I confirmed the above info with my audiologist this morning. Hearing aids do have serial numbers. HIPPA protects the identity of the patient but an audiologist can get an aid back to the manufacturer who can return it to the owner.
This is great to know. Thanks for confirming.
Very nicely written prose.
Thanks for reading!
Well you did everything in your power to help reunite the hearing aid to its user. I think we can all resonate with this story and hopefully this story has a happy ending!
I think with hindsight, I should probably have taken it to my audiologist to see if the owner could have been tracked down through the serial number on the hearing aid. I wish I had thought of that then. Thanks for your encouragement.
I’ve been pretty fortunate, and lost one in the laundry bag once. Went insane looking for it . I always have a fear where to put your hearing aid when you travel and use a hotel pool, and need to put it “somewhere” dry and secure while you dip in the pool. I’m so dependent on it now that leaving it in the hotel safe means I have to walk to the pool in total deafness! Forget about ordering food or a drink at the pool without your hearing aids!
Get a plastic coin purse with a clip on it (or use a safety pin). Add a little ziploc snack bag inside if you’re still concerned about moisture. You can attach the little pocket to your beach bag when you’re in the water.
Maybe a special spot in your purse or beach bag? It is tricky! Thanks for sharing your thoughts.
My dog chewed one of my HAs up. She actually had to unzip my purse to get it. She’s a Jack Russell and VERY smart.
It would’ve been $2500 to replace. My audi found a refurbished one for $609 to replace it.
We still have that dog and she is still alive. I take MUCH better care
Oh no! That is a smart dog! I am glad you were able to get a reasonably priced replacement. Thanks for sharing your story.
My father never wears his hearing aids on planes. He went to visit his sister in Texas and they fell out of his pocket on the plane. He didn’t notice they were missing till a few days later. On his way home, he stopped at the counter for his airline and low and behold, they had them. Miracle of all miracles.
So lucky! Thanks for sharing this story.
Very well written article indeed, thank you so much for sharing such information with us.
Thanks for reading!
As hard as it may be finding an HA on the street or in the road; finding one in the grass or leaves is almost impossible. After losing one raking leaves right after I got them, painfully taught me to remove them when gardening.
That is tough. Thanks for sharing your advice.
One time I lost one of my hearing aids. It was missing from the little hearing aid case I always use and I backtracked everything I did that day trying to find it. I had been to the dentist that day and I even went to the dentist office and searched the room I had been in with no luck. I was in a panic – I still had my warranty and could replace it but would still have to pay a few hundred dollars and wait for several weeks to get a replacement. Next day I was cleaning out my computer bag and pulled out the missing hearing aid along with other little items. It must have dropped in there when I was putting the HA back in its case without me noticing it. Luckily it didn’t land on the floor or ground! Whew! Ever since I am very aware of where my HA’s are at all times and I always zip up the little case. I also keep the case in a zipped compartment in my purse and far from any dogs who may decide it smells like something to chew on!
So glad you found it! Thanks for sharing your story.
YES–THEY ALL have traceable serial numbers, although they can be in different places (on side of aid, in battery compartment, etc.) The company who makes them could have answered all your questions and traced the serial number to the owner–look up their 800 customer service number next time, or indeed, take them to an audiologist if you don’t want to deal with it and they can do it.
Yes, thank you for the information. I wish I had known at the time.

Stored records:

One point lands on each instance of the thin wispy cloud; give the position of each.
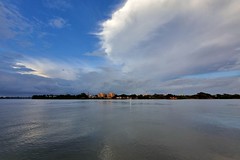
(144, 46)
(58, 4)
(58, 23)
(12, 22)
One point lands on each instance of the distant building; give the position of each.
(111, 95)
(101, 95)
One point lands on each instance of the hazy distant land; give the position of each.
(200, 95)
---
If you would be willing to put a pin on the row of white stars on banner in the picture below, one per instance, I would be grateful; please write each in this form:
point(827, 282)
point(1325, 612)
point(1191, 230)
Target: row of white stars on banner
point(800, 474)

* [What is required] In the comment thread about lost hearing aids, what items do commenters suggest for keeping a hearing aid dry and secure during a hotel pool swim? Nothing in the stored records is needed here.

* [Result]
- A plastic coin purse with a clip
- A safety pin
- A little ziploc snack bag
- A beach bag
- A purse